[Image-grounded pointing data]

━━━━━━

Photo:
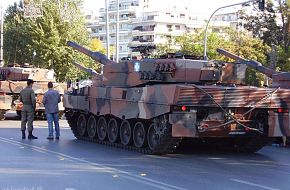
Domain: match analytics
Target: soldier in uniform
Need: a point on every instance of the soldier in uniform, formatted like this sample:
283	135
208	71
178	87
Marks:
27	97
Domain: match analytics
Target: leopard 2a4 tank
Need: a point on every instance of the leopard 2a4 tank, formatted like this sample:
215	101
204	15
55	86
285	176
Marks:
150	105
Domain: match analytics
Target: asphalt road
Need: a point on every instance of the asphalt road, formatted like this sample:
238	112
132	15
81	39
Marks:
70	164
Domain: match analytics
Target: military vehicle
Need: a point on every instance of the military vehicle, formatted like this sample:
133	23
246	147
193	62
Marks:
150	105
279	79
13	80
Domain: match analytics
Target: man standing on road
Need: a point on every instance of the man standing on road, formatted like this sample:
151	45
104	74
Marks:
50	100
27	97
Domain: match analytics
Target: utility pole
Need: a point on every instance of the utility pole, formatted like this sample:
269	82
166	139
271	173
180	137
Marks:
261	7
1	43
107	29
117	31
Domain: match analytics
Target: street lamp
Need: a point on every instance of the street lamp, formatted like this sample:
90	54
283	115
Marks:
261	7
1	43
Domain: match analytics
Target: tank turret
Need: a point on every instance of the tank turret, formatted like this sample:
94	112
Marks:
90	71
280	79
154	71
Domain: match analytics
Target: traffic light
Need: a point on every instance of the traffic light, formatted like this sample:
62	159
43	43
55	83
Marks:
262	5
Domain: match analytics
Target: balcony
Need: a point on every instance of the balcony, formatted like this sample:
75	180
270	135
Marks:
121	9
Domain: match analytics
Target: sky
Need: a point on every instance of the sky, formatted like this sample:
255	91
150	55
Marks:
196	6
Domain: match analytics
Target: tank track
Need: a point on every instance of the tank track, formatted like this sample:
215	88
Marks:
252	145
167	143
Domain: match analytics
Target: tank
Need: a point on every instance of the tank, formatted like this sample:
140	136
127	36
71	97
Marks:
279	79
13	79
151	105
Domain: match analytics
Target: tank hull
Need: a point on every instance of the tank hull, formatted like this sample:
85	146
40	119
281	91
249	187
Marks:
158	117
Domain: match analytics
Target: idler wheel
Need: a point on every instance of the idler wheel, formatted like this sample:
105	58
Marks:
81	125
139	135
125	133
113	130
92	127
102	128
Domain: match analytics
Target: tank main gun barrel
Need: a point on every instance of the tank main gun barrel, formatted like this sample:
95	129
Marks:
87	70
251	63
97	56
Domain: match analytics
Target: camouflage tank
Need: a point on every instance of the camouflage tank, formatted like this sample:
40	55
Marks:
279	80
150	105
13	80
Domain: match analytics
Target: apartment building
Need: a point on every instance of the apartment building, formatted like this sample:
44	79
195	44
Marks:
143	24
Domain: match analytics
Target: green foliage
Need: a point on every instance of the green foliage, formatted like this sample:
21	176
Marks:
47	37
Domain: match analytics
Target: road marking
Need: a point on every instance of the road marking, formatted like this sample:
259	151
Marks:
114	171
254	184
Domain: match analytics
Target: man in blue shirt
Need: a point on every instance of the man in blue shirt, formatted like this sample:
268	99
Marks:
50	100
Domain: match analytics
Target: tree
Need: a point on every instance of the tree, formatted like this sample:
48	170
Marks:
239	43
47	36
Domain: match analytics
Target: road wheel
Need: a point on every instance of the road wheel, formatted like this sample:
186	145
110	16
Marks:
153	137
125	133
113	130
102	128
92	127
81	125
139	135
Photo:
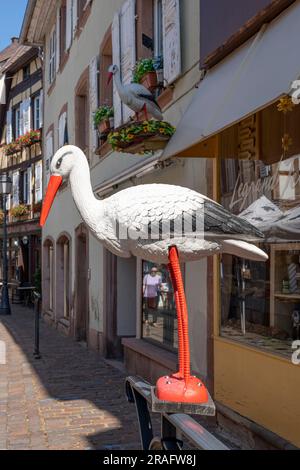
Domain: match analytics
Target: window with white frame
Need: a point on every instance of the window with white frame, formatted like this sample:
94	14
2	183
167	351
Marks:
52	56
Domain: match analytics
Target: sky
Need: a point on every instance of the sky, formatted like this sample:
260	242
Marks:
11	17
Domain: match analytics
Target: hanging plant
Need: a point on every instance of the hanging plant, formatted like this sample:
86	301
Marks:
145	73
19	211
103	119
12	148
140	133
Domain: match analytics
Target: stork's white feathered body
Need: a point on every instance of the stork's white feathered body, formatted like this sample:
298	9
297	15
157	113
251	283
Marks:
123	221
136	96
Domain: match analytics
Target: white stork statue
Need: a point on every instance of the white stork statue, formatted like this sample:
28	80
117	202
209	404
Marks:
135	96
147	221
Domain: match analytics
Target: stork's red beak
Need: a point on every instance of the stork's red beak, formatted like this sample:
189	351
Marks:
53	186
110	76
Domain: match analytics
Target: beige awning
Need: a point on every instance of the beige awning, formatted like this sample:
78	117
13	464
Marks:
251	78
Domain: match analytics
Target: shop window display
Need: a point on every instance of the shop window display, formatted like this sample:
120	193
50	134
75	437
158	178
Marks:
158	308
260	303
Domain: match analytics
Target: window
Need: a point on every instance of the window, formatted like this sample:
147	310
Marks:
52	56
26	72
158	306
260	302
82	112
37	112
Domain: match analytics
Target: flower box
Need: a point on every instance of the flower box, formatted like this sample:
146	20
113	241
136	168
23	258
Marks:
141	137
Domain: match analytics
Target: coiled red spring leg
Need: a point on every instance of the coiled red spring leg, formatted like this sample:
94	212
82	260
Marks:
181	388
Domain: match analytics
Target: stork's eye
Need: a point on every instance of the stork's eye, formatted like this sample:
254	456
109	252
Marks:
58	164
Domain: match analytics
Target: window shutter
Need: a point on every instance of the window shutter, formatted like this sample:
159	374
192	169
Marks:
2	90
69	25
171	40
29	186
94	94
116	61
58	40
49	155
41	108
61	129
9	126
128	47
26	116
38	182
74	16
15	188
21	130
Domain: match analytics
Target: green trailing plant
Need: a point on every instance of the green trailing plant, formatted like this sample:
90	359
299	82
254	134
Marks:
138	131
19	211
102	114
142	67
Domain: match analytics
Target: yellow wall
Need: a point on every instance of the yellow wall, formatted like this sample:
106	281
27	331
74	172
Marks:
260	386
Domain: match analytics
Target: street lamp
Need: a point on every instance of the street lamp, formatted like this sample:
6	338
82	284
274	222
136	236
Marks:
5	190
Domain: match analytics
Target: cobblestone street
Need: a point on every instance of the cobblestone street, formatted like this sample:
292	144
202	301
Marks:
70	399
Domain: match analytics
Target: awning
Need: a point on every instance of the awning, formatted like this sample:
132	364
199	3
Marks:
252	77
2	90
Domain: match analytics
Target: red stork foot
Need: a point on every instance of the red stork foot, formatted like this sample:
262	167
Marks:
176	389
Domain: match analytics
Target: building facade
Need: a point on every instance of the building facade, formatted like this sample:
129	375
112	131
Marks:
242	316
21	159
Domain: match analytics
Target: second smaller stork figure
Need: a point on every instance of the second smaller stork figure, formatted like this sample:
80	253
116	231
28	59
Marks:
135	96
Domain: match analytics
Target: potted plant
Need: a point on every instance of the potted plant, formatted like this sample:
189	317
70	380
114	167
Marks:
103	119
145	74
20	211
12	148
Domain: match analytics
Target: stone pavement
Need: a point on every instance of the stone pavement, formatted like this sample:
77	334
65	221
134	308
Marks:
70	399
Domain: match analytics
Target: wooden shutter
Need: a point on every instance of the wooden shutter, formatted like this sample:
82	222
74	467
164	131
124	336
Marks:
58	40
15	189
62	129
26	116
74	17
21	129
49	155
116	61
41	108
94	100
128	47
69	25
2	90
9	126
171	40
38	182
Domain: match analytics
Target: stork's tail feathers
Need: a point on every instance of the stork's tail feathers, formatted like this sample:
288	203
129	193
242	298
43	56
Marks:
243	250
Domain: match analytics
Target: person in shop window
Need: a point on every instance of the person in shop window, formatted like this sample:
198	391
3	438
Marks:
151	291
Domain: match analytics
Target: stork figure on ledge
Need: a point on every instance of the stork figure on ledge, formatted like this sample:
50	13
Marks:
137	97
122	223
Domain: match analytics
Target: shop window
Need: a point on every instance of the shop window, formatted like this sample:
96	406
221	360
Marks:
260	302
159	319
48	275
63	286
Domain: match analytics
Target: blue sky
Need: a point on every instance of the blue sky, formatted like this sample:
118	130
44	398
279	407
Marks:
11	17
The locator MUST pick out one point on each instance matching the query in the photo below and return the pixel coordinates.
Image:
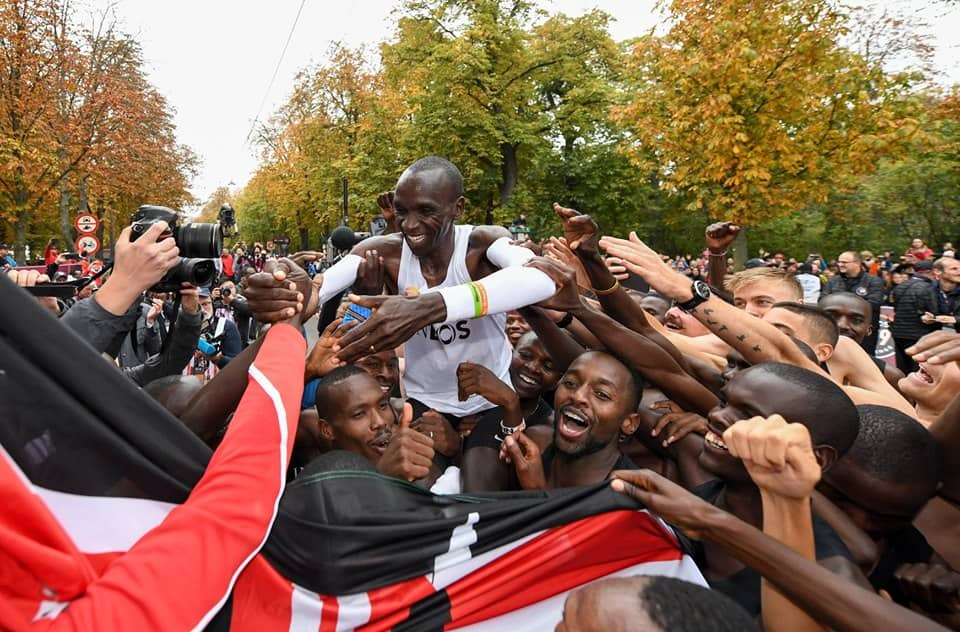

━━━━━━

# Assignment:
In the data above, which lines have "light"? Report each of them.

# Result for this task:
Target: traffic light
Need: a point on every instance of the traffic light, formatted like this sample:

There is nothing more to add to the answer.